++++ SOURCE RECORDS ++++
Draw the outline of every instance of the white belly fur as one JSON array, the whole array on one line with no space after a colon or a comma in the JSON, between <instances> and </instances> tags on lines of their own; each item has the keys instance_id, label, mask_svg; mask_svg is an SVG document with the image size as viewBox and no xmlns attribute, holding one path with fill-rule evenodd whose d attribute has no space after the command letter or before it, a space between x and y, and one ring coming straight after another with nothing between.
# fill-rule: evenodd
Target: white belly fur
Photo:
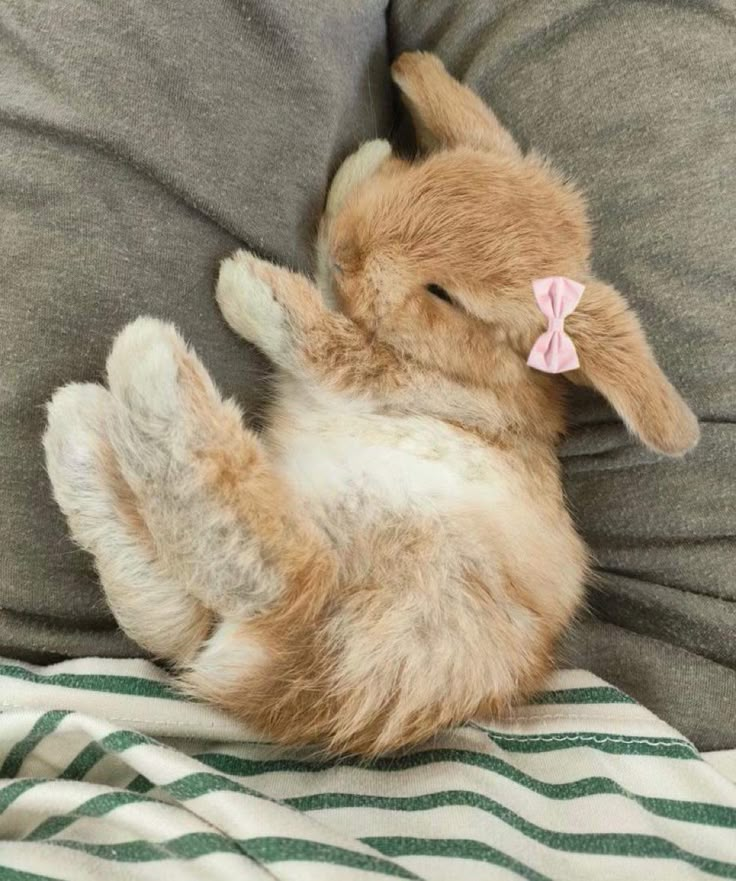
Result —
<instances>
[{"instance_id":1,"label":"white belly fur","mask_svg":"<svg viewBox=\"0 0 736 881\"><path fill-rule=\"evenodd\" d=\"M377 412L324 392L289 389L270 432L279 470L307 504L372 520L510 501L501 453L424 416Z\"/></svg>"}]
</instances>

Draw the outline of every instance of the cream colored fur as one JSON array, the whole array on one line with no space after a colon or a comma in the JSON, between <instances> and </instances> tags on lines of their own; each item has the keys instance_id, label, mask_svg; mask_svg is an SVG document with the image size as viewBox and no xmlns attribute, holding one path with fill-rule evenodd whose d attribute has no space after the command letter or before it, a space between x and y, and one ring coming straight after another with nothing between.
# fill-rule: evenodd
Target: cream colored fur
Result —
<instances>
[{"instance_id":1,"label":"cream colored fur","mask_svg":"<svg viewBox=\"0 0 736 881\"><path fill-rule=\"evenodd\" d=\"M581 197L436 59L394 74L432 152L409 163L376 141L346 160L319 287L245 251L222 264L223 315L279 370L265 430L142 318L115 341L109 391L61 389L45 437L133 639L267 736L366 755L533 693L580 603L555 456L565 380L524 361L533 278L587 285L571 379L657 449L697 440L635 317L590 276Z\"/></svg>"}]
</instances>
++++
++++ SOURCE RECORDS ++++
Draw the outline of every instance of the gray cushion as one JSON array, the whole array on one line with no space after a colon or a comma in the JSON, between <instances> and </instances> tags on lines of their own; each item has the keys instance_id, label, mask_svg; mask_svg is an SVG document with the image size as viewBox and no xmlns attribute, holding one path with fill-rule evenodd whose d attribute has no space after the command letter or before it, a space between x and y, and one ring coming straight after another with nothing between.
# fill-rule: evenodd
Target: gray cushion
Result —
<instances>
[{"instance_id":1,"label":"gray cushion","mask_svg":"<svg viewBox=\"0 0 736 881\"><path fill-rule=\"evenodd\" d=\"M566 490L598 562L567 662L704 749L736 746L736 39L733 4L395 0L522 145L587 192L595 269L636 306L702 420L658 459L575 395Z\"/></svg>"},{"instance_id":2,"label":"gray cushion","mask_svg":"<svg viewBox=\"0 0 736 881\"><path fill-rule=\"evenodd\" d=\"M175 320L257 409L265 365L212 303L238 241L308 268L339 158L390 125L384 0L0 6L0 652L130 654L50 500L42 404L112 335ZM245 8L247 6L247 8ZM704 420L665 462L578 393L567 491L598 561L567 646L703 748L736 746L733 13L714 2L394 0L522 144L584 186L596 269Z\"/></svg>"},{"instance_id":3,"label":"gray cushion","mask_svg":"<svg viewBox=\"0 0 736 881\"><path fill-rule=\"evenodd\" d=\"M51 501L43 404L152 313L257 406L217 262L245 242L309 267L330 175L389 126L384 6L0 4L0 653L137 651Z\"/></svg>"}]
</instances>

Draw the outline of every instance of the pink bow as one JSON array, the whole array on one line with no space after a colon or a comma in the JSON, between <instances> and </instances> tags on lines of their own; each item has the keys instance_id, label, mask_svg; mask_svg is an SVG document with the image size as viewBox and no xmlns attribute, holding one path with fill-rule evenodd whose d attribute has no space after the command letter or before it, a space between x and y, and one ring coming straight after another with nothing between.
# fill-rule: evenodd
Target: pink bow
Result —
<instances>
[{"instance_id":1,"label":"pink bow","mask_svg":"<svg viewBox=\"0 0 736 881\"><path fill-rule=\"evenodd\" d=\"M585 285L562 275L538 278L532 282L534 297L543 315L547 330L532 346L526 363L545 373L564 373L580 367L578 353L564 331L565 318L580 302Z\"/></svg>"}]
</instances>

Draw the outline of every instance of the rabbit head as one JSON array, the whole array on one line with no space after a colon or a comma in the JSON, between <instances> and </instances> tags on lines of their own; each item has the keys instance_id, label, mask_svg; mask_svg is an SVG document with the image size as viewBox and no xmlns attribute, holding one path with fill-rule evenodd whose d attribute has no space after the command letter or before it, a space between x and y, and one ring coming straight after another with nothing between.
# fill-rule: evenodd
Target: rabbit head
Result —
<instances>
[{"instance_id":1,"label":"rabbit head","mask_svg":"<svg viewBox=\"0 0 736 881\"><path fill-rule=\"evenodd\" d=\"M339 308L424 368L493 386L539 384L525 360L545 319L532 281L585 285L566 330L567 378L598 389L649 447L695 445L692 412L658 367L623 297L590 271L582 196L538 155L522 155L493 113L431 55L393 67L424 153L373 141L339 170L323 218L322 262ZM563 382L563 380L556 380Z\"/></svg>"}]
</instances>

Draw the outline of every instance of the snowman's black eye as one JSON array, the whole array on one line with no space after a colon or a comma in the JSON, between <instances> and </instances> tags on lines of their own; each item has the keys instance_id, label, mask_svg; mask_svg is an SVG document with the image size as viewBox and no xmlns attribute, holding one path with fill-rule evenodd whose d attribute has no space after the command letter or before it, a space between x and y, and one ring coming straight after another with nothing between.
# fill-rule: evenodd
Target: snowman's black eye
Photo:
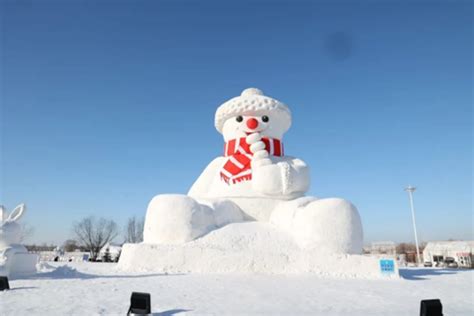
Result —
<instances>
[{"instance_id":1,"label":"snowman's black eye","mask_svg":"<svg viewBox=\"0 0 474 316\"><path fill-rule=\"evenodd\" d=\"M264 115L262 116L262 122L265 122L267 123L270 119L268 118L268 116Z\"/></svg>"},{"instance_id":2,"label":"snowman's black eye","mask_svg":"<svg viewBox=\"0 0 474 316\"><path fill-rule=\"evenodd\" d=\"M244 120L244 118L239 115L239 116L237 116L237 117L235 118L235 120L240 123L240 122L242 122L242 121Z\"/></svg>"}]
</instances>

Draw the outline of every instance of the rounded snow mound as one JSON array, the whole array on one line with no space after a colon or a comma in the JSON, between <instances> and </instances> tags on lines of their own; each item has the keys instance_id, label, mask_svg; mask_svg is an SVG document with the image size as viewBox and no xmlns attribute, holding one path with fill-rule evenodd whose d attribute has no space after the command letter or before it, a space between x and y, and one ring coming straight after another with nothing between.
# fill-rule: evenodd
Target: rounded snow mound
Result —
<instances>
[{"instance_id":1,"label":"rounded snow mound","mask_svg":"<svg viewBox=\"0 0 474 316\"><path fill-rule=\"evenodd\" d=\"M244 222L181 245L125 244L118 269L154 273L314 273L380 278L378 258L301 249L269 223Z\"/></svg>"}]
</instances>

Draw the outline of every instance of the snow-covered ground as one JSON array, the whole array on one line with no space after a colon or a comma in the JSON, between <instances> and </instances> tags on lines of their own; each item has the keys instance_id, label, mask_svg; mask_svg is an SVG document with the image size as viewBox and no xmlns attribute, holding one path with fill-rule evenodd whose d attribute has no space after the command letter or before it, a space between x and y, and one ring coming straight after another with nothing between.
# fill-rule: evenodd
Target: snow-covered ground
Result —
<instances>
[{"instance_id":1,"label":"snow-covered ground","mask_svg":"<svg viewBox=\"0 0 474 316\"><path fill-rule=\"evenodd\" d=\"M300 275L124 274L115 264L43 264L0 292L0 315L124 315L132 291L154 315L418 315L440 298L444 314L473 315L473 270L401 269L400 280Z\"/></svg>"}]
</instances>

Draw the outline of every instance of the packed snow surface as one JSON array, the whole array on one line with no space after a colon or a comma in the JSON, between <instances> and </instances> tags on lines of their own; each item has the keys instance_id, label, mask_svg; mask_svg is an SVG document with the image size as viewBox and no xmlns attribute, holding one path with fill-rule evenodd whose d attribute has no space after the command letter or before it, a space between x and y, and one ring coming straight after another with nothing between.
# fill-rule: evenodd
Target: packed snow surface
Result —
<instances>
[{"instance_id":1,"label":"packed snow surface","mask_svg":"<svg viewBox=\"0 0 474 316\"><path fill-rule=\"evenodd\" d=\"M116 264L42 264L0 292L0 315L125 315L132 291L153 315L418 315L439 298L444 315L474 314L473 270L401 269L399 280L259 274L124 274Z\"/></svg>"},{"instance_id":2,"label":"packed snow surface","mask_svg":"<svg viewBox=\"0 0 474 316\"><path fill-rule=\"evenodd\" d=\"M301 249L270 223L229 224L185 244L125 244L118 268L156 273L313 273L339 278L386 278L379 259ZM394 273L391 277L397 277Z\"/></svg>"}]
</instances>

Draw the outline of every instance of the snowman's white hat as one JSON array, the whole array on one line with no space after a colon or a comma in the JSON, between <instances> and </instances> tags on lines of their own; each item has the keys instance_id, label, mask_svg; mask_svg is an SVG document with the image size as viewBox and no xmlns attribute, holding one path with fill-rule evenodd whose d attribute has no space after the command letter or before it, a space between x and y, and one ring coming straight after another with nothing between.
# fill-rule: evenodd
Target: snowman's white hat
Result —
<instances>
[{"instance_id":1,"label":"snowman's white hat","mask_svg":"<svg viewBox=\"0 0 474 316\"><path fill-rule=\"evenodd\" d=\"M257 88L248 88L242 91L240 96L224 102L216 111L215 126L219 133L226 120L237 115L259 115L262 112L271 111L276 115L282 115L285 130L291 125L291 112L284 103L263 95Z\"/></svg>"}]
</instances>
++++
▶ AIM OF THE TASK: Gather from the data above every line with the string "Target".

▶ EXERCISE OUTPUT:
Target: white belly fur
Target: cream colored fur
Target: gray cushion
Target: pink bow
Target: rabbit head
Target: snowman's black eye
Target: rounded snow mound
Target: snow-covered ground
Target: packed snow surface
Target: snowman's white hat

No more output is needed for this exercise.